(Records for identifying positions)

## Start

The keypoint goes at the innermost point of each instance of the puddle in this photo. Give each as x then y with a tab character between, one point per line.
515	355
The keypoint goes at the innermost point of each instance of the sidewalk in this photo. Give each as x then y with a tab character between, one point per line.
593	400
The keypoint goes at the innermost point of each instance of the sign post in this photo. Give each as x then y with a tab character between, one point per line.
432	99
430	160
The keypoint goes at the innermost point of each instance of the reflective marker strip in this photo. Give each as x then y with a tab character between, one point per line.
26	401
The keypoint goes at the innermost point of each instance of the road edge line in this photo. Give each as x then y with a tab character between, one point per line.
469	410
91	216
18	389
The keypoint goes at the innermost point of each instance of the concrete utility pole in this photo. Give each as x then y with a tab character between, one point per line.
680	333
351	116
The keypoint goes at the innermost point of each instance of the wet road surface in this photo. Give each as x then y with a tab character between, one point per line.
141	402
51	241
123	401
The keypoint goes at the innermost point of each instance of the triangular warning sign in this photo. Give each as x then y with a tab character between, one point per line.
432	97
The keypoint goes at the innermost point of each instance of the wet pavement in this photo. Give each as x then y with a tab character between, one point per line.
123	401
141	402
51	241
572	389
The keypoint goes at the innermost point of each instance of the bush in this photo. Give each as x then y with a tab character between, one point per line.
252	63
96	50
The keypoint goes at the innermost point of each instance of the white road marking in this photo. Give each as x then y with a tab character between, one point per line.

## End

## Written exercise
Quote every one of the items above verbatim, keeping each line unchanged.

## Exercise answer
The keypoint goes at the innermost point of each instance of the puddle in this photo. Give each as x then y with a tab character between, one point per line.
515	355
The keypoint goes at the innermost point of each instance of the sidewalk in this photo. Give each as x then y with a tab character between, one point per line.
593	400
The keypoint goes at the innermost point of each instance of the sign post in this photo. Give each as x then y with a tab character between, one point per line.
432	99
430	160
The keypoint goes at the innermost point of each instance of the reflective marker strip in this photo. Give each as x then y with a tab character between, one point per line.
26	401
The keypoint goes at the innermost point of each instance of the road edge line in this photo. Give each as x then y with a tab character between, one point per line.
469	410
91	216
18	389
The keypoint goes at the innermost point of each instance of the concrete utility pole in this photo. Give each as x then y with a tab character between, one point per line.
680	333
351	116
The keypoint goes at the innermost point of each instance of the wet road surface in this photo. Give each as x then y with a tab character between, one point per line.
141	402
51	241
123	401
The keypoint goes at the innermost point of each instance of the triangular warning sign in this photo. Give each as x then y with a tab character between, one point per line.
432	97
The keypoint goes at the innermost point of each instance of the wet pavement in this photo. Give each as x then y with a tab character between, one point per line.
123	401
141	402
51	241
572	389
The keypoint goes at the innermost point of each instance of the bush in this photo. Give each as x then y with a tab character between, one point per line.
252	63
96	50
The keypoint goes at the innermost point of each instance of the white road marking in this photo. Give each as x then y with a tab character between, one point per line.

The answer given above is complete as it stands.